◆ Objective ◆
Please update the records below by changing every "matching instance" to "matching object" and leaving all other text as it is.

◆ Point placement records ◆
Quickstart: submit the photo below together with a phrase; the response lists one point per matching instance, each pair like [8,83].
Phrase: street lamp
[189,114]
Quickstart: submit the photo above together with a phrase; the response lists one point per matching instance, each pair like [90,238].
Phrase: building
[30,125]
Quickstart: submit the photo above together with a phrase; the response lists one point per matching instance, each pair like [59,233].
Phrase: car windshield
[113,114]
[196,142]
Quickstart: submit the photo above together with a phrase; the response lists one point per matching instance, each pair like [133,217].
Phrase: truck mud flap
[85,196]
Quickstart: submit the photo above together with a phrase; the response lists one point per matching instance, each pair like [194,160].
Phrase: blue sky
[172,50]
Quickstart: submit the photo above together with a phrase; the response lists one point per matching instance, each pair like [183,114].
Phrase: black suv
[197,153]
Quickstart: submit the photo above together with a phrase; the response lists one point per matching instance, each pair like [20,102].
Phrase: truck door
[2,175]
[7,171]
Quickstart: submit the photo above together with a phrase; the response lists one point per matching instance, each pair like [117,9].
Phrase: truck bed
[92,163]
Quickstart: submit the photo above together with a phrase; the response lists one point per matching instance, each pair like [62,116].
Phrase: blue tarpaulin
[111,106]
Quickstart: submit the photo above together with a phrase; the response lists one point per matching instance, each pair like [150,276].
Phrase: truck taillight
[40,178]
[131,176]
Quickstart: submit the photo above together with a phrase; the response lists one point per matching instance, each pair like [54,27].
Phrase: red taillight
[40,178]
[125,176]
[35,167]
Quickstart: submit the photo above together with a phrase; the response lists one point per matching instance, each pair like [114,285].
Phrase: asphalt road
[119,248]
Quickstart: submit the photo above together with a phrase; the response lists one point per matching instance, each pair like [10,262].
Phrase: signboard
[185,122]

◆ Output for this task ◆
Quickstart: submit the photo below together with a phrase; the response lists one point per matching object, each pair like [8,83].
Phrase: street lamp
[189,114]
Quickstart: submit the photo above together with a phrase; the response lists one point per matching object, each pair like [90,238].
Phrase: building
[30,125]
Quickstart: submit the photo above together with a phrase; the response lists one point per matching object, each pair like [59,233].
Phrase: car windshield
[113,114]
[196,142]
Quickstart: submit the photo above together with a phrase; the response lists one point per matching object, each pair like [133,217].
Phrase: truck mud flap
[85,196]
Quickstart: submit the photo above together with a phrase; the response lists one point per matching object, each pair like [194,160].
Phrase: blue sky
[172,50]
Quickstart: submit the photo above together with a phrase; the response lists one point per matching object, each pair like [183,114].
Phrase: black suv
[197,153]
Quickstart: submit the photo above together with a phrase; the response lists one point per matching object, each pair like [20,102].
Phrase: truck door
[2,175]
[7,171]
Quickstart: submit the photo above together with a phrase; the response lists one point per matching object, each pair like [117,9].
Phrase: truck bed
[92,163]
Quickstart: submit the photo above together with a phrase; the response lists one point per matching object, each pair like [62,116].
Phrase: blue tarpaulin
[111,106]
Quickstart: submit the photo above together with a phrase; the response lists one point per matching object, each pair like [150,276].
Phrase: truck taillight
[40,178]
[131,176]
Quickstart: submit the photo above together with a phrase; the response lists one point per matching object, each pair like [54,27].
Phrase: red taillight
[40,178]
[125,176]
[35,167]
Quickstart: submit the photo above together with a phrase; the response lists one point per matching object, each pair like [114,285].
Phrase: asphalt road
[119,248]
Quickstart: submit the photo above together with a phrase; the response lists one point per matching object, each pair like [10,262].
Phrase: signboard
[185,122]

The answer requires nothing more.